◆ PROBLEM TO SOLVE
What you give back must match the data character for character.

◆ DATA IN THIS EXERCISE
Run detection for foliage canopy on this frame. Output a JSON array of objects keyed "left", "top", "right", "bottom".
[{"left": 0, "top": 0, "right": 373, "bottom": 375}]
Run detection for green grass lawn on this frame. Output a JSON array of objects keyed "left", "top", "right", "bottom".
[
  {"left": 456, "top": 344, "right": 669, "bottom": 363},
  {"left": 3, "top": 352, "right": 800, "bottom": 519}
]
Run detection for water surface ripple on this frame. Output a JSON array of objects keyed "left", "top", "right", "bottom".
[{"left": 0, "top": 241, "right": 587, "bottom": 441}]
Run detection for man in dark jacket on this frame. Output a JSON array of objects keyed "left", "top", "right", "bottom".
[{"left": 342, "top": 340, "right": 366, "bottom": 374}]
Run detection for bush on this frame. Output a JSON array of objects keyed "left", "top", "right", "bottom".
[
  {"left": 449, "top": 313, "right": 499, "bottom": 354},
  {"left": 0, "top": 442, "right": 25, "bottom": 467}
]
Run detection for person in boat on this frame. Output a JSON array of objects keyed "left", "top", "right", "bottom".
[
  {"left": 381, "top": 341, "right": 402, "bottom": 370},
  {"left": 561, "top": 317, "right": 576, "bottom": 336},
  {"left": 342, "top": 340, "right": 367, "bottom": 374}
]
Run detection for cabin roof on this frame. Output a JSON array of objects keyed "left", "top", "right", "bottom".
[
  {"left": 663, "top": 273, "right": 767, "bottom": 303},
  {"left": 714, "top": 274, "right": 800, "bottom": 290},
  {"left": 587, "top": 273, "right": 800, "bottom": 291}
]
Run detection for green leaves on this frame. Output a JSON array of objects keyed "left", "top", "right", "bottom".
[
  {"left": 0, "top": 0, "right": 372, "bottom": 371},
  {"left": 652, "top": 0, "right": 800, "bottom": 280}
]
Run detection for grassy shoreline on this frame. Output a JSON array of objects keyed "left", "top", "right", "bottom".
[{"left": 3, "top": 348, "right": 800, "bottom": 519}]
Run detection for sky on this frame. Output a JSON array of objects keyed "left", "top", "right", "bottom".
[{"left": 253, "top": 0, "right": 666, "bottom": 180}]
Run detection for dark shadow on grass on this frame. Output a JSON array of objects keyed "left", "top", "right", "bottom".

◆ YOUR SOLUTION
Run detection for foliage canopy on this frame. Output a JSON array of objects keyed "left", "top", "right", "bottom".
[{"left": 0, "top": 0, "right": 373, "bottom": 375}]
Run detection for green grass lawn on this frame. Output a JSON array of objects keyed "left", "top", "right", "bottom".
[
  {"left": 456, "top": 344, "right": 669, "bottom": 363},
  {"left": 3, "top": 352, "right": 800, "bottom": 519}
]
Run detection for water surface ripple on this frame. Output a JSON array of objects keyed "left", "top", "right", "bottom".
[{"left": 0, "top": 241, "right": 587, "bottom": 441}]
Run detection for man in dark jacket on this frame. Output a JSON array of objects keyed "left", "top", "right", "bottom".
[{"left": 342, "top": 340, "right": 366, "bottom": 374}]
Run detection for bush on this frame. Output a JSON array of objects keyed "left", "top", "right", "bottom".
[
  {"left": 449, "top": 313, "right": 499, "bottom": 354},
  {"left": 0, "top": 442, "right": 25, "bottom": 467}
]
Run detection for person in boat on this frame. Output a JSON array of objects keyed "left", "top", "right", "bottom".
[
  {"left": 381, "top": 341, "right": 402, "bottom": 370},
  {"left": 561, "top": 317, "right": 576, "bottom": 336},
  {"left": 342, "top": 340, "right": 367, "bottom": 374}
]
Run detection for cabin roof on this frame. Output a JSON array of objects keyed "left", "top", "right", "bottom".
[
  {"left": 663, "top": 273, "right": 767, "bottom": 303},
  {"left": 714, "top": 274, "right": 800, "bottom": 290},
  {"left": 587, "top": 273, "right": 800, "bottom": 291}
]
Run detection for green leaves on this frame. Output a JSON array of objects keyed "left", "top", "right", "bottom".
[
  {"left": 0, "top": 0, "right": 372, "bottom": 371},
  {"left": 652, "top": 0, "right": 800, "bottom": 280}
]
Run detection for grassy shoreline on this frame. Output a JSON array of objects keyed "left", "top", "right", "bottom".
[{"left": 3, "top": 348, "right": 800, "bottom": 519}]
Run detection for sky on this frame. Output a JSON array of objects keyed "left", "top", "right", "bottom".
[{"left": 253, "top": 0, "right": 666, "bottom": 180}]
Run detection for dark shadow on grass on this frame. Output a JSON array of objects keyed "left", "top", "right", "bottom".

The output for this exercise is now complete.